### [EXERCISE DESCRIPTION]
Only the lines from the one containing "the moth body" through the end of the material are to be echoed, each exactly as it appears.

Saved entries:
········

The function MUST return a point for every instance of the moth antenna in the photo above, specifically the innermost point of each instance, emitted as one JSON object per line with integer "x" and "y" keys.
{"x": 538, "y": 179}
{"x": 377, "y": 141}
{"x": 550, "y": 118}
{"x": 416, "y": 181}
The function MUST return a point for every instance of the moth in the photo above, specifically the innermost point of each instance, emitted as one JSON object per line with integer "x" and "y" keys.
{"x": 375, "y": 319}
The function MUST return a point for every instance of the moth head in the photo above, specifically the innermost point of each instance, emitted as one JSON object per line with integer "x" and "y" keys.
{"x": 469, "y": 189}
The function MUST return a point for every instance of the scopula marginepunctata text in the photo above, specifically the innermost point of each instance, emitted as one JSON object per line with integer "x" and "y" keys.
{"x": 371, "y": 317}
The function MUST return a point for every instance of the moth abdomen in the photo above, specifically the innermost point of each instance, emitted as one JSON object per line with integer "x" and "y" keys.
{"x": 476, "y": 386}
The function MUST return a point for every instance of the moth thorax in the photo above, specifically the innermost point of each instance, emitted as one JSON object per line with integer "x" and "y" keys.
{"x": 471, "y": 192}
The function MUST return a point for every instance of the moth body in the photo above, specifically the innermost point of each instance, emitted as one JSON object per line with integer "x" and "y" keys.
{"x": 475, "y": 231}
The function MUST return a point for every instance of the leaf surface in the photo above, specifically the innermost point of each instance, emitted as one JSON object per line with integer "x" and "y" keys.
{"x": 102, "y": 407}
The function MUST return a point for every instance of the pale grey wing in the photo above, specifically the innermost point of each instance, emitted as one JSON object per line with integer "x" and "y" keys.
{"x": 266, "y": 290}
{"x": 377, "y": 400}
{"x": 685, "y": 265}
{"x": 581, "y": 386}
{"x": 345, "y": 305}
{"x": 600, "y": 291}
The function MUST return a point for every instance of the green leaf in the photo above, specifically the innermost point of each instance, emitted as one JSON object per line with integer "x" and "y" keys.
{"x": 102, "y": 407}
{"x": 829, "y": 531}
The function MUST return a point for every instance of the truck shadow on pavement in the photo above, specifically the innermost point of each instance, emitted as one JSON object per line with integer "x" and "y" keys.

········

### [ANSWER FOR THE TASK]
The function MUST return a point for every instance of the moth body in the photo above, specifically the innermost point of each instance, emitted as one JSON object per line with integer "x" and "y" keys.
{"x": 475, "y": 231}
The function MUST return a point for every instance of the leaf surface in the photo above, specifically the innermost point of each instance, emitted as one JSON object per line with integer "x" and "y" keys.
{"x": 102, "y": 407}
The function MUST return a point for every instance of the pale grey wing in the photo above, specifically the innermost point of each instance, emitted as one JSON object per line with integer "x" and "y" keys.
{"x": 266, "y": 290}
{"x": 377, "y": 400}
{"x": 685, "y": 265}
{"x": 581, "y": 386}
{"x": 345, "y": 305}
{"x": 600, "y": 291}
The function MUST return a point for every instance of the green leaf in the photo above, specifically the innermost point of each instance, emitted as one JSON object per line with integer "x" and "y" keys.
{"x": 102, "y": 407}
{"x": 829, "y": 531}
The function MUST return a point for every instance of the truck shadow on pavement in the photo above, specifically the innermost point of each instance, emitted as one JSON object per line with integer "x" and "y" keys.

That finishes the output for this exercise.